*Recorded information*:
● ● ● ● ●
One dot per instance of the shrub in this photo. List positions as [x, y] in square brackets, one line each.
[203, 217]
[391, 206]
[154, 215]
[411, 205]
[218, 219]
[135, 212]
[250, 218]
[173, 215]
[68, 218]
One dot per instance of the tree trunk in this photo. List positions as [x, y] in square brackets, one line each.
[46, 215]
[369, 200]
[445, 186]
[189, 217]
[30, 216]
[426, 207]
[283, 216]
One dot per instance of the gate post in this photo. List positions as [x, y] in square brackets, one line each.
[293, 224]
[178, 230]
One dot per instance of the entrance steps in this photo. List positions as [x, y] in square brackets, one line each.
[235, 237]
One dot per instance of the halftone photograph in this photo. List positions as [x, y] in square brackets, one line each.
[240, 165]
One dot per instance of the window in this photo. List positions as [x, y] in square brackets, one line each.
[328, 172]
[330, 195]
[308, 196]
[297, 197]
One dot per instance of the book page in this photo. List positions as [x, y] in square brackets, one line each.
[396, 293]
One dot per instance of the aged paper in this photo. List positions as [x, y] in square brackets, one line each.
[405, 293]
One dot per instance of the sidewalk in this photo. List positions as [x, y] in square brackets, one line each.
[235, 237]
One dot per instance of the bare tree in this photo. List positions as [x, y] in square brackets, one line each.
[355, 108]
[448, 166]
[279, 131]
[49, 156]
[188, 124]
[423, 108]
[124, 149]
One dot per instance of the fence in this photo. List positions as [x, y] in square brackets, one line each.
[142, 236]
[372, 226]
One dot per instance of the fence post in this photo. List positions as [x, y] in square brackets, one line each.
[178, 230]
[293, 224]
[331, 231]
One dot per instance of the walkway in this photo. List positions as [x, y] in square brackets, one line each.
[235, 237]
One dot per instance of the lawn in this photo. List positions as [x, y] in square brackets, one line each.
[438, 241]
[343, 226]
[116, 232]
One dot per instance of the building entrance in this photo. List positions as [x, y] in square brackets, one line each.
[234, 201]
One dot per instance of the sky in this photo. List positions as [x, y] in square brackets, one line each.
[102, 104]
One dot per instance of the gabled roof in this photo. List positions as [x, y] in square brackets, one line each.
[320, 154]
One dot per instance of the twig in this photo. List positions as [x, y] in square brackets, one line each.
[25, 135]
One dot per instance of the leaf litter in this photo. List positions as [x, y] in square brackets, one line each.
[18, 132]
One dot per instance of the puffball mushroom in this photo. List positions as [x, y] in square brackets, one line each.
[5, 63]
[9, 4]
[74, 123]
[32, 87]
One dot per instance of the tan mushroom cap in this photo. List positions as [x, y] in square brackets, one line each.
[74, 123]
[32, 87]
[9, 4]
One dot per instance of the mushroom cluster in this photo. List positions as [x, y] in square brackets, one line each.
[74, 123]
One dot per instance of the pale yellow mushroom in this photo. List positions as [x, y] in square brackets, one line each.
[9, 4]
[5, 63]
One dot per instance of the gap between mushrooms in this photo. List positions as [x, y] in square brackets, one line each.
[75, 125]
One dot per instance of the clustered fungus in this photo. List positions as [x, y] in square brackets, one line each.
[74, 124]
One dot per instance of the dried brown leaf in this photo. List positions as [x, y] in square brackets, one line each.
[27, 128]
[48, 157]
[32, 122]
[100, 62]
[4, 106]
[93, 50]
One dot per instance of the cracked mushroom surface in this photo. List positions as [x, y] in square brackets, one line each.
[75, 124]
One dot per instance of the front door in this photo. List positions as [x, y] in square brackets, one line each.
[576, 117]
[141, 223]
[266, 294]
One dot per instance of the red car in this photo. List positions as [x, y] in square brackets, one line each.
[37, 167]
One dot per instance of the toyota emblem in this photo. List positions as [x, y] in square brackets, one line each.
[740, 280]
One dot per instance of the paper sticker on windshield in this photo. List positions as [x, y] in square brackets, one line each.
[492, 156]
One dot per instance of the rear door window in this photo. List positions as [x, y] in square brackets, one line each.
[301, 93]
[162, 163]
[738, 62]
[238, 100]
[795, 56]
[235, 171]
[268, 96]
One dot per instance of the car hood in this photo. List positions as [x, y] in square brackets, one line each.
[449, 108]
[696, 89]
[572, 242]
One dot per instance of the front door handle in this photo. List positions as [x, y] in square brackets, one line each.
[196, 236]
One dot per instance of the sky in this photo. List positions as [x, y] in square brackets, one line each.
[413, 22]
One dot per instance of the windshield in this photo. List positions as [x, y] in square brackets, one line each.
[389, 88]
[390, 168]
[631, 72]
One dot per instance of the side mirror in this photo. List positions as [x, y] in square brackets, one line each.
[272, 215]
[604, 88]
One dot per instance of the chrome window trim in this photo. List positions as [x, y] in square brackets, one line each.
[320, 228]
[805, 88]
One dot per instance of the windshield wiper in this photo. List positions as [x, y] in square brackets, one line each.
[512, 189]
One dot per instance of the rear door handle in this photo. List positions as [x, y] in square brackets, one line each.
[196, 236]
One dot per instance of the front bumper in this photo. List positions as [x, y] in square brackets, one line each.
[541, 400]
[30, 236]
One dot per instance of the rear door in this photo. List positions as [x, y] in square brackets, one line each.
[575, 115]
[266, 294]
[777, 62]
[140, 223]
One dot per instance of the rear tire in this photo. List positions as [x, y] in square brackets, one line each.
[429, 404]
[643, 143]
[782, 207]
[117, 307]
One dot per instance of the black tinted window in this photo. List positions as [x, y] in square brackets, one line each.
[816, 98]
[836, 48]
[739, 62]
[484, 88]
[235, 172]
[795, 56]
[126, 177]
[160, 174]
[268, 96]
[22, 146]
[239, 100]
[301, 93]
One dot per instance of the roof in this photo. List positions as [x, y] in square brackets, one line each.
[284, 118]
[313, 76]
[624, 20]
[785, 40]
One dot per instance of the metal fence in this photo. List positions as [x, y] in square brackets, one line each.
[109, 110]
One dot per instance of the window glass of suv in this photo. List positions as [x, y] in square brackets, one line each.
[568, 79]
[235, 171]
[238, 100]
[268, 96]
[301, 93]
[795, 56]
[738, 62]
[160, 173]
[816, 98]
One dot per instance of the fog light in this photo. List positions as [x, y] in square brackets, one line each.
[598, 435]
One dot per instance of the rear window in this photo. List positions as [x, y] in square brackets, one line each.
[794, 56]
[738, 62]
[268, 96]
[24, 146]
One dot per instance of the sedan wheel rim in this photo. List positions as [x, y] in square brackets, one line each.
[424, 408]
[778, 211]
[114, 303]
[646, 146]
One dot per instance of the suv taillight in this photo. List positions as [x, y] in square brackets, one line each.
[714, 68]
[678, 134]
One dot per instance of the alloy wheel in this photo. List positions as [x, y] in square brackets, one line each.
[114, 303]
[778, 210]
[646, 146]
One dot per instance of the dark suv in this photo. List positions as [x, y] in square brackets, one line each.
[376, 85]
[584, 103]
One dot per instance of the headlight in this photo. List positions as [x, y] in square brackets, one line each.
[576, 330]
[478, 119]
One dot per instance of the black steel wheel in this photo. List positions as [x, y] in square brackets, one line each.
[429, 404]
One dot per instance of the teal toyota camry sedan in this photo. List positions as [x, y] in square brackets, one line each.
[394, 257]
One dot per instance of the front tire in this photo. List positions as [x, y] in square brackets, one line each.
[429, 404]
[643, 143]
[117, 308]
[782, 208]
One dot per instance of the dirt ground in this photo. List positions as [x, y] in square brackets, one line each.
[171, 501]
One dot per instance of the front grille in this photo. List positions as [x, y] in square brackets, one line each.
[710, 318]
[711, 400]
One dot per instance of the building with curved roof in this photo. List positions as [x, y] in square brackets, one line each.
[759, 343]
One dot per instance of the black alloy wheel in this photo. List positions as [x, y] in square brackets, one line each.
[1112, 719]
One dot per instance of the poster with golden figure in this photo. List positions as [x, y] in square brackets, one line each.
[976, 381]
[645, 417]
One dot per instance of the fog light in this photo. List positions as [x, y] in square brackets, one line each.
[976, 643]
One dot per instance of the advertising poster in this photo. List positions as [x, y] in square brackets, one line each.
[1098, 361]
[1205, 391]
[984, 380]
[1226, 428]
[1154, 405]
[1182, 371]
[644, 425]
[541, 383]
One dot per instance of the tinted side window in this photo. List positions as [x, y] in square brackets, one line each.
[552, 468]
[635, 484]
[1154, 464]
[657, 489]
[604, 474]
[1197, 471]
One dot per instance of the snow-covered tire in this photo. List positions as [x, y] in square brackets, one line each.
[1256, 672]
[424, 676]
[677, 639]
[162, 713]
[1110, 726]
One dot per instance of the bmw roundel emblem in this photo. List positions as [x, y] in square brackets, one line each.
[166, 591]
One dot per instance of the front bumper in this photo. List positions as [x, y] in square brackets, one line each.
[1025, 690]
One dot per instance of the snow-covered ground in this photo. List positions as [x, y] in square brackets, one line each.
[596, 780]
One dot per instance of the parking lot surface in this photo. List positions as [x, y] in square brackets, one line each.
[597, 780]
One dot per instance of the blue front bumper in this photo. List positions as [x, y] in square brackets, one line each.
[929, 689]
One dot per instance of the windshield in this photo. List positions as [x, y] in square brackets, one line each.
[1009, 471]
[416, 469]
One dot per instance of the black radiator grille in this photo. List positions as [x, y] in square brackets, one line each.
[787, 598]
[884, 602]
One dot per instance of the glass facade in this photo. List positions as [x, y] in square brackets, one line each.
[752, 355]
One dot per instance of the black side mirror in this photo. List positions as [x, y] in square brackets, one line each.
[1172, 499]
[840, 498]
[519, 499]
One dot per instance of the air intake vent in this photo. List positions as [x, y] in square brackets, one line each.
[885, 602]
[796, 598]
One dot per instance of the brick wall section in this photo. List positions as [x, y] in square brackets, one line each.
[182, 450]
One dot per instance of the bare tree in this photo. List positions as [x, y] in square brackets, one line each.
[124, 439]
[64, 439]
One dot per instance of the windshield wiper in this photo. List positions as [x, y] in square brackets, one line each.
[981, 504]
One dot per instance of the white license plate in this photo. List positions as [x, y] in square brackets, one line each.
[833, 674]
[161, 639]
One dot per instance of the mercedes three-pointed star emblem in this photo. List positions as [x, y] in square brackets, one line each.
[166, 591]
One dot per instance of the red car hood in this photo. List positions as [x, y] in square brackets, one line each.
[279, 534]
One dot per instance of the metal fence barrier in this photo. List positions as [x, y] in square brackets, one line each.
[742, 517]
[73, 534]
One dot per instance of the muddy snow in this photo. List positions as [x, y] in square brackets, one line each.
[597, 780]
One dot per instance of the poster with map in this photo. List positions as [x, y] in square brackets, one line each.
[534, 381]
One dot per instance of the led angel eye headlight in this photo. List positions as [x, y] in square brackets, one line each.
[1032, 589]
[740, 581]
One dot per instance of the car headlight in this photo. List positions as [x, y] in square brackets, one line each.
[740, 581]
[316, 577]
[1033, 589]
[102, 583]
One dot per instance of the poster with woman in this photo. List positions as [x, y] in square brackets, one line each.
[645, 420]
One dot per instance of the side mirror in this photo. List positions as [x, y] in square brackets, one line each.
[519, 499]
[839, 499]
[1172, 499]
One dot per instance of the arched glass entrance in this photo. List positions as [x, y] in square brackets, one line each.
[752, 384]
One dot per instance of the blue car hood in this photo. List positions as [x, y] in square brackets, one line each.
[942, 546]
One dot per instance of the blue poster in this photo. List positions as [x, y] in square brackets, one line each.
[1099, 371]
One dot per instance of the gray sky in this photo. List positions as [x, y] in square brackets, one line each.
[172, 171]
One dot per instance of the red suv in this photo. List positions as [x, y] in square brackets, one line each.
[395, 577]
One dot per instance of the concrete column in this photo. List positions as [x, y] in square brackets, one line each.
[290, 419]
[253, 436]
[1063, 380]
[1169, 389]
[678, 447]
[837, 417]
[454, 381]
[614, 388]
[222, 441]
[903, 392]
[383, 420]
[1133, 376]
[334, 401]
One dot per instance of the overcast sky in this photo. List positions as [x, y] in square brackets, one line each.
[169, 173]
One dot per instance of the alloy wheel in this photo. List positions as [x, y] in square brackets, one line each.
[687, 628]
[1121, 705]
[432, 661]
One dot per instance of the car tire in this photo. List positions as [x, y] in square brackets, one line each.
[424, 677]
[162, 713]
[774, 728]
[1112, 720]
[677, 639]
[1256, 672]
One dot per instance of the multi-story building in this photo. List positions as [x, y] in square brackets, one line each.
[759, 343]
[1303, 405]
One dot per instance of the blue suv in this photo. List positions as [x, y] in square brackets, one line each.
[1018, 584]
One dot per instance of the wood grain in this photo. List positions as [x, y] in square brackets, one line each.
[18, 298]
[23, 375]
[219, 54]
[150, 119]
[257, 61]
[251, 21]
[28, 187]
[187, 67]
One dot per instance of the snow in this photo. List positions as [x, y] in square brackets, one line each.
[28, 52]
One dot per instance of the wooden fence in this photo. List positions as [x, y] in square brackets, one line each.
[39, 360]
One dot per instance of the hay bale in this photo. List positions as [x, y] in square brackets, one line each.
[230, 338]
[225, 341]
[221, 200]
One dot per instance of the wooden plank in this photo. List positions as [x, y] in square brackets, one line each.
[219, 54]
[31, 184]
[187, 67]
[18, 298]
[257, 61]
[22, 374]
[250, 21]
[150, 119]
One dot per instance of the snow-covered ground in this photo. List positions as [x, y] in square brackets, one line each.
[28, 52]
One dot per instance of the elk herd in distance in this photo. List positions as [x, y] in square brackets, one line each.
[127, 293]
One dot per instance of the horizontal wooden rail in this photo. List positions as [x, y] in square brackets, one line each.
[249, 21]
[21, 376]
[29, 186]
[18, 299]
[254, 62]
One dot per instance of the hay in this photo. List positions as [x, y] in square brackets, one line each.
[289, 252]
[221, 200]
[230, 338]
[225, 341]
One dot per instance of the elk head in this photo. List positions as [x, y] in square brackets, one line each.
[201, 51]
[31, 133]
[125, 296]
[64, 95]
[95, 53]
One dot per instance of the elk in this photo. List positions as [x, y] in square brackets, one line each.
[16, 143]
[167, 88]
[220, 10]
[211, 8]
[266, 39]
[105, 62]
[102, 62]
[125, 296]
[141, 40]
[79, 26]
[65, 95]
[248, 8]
● ● ● ● ●
Above are the records; copy exactly the lines from the one with "One dot per instance of the wooden fence" through the final line.

One dot per instance of the wooden fence in this photo. List positions as [x, y] in square brackets, one line each.
[39, 360]
One dot per instance of the hay bale in this photo. List positions as [x, y] in square brackets, one line each.
[230, 338]
[225, 341]
[221, 200]
One dot per instance of the wooden plank in this photo. List positions as [x, y] in square brackets, one line each.
[219, 54]
[31, 184]
[187, 67]
[18, 298]
[257, 61]
[22, 374]
[250, 21]
[150, 119]
One dot per instance of the snow-covered ground in this photo. List positions as [x, y] in square brackets, one line each.
[28, 52]
One dot per instance of the elk herd in distance in this photo. List positions as [x, y] in square brackets, one line each.
[127, 293]
One dot per instance of the horizontal wooden rail in this photo. List positions as [x, y] in square brackets, one line each.
[249, 21]
[21, 376]
[29, 186]
[18, 299]
[254, 62]
One dot per instance of the hay in this photo. List positions as [x, y] in square brackets, one line each.
[289, 252]
[221, 200]
[230, 338]
[225, 341]
One dot per instance of the elk head in this photo. List positions as [x, y] in square brackets, one line each.
[201, 51]
[31, 133]
[125, 296]
[64, 95]
[95, 53]
One dot per instance of the elk in this photo. List positions as [x, y] in square brackets, one line each.
[16, 143]
[167, 88]
[220, 10]
[211, 8]
[266, 39]
[105, 62]
[102, 62]
[125, 296]
[141, 40]
[79, 26]
[65, 95]
[248, 8]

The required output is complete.